*Passage provided*.
········
11 Famous Songs That Sound Profound But When You Listen Closely, They Really Aren’t

Rohit Bhattacharya

There’s music that really gets you right in the gut, there’s music that gets you right in the heart, and then there’s music that pretends to do both, using a clever little trick called profundis moronis (I made that up myself). Basically, there’s a lot of songs out there masquerading around tricking people into thinking they’re super deep and meaningful, when they’re actually as profound as a pile of rocks with googly eyes. 

Anyway, here’s a few. Don’t hate me!

1. Come Together – The Beatles

People have thought this tune is a rousing call to the world at large. They’ve thought it’s about unity, and a literal coming together of the different races, genders and people of the world. The more crass of the lot, such as me, have considered that it could be about a certain ideal sexual situation. In truth, it was a lot more spur of the moment.

Counter culture kingpin Timothy Leary desperately needed a campaign song, and asked Lennon to compose one along the lines of his campaign slogan, which was, you guessed it, ‘Come Together, Join The Party’. Lennon tried and failed to compose something politics worthy but failed. According to him, “It’s gobbledygook; Come Together was an expression that Leary had come up with for his attempt at being president or whatever he wanted to be, and he asked me to write a campaign song. I tried and tried, but I couldn’t come up with one.”
········
*Information provided*.
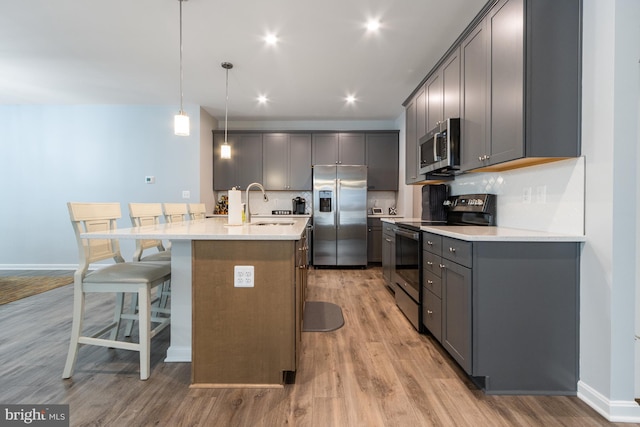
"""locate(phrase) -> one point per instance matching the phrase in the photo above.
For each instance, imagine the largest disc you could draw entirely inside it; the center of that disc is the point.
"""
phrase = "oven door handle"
········
*Tasks and exercises*.
• A. Decide whether each statement agrees with the article on songs that only sound profound, and answer yes or no with the words from the article that decide it. (i) Timothy Leary asked Lennon to write a campaign song. (ii) Leary's campaign slogan was "Come Together, Join The Party." (iii) Lennon said he finished a campaign song for Leary.
• B. Output the part of the article on songs that only sound profound starting with "There’s music that really" and going on through "Don’t hate me!".

*Correct answers*.
• A.
(i) Yes: "he asked me to write a campaign song"
(ii) Yes: "his campaign slogan, which was, you guessed it, ‘Come Together, Join The Party’"
(iii) No: "I tried and tried, but I couldn’t come up with one."

• B.
There’s music that really gets you right in the gut, there’s music that gets you right in the heart, and then there’s music that pretends to do both, using a clever little trick called profundis moronis (I made that up myself). Basically, there’s a lot of songs out there masquerading around tricking people into thinking they’re super deep and meaningful, when they’re actually as profound as a pile of rocks with googly eyes. 

Anyway, here’s a few. Don’t hate me!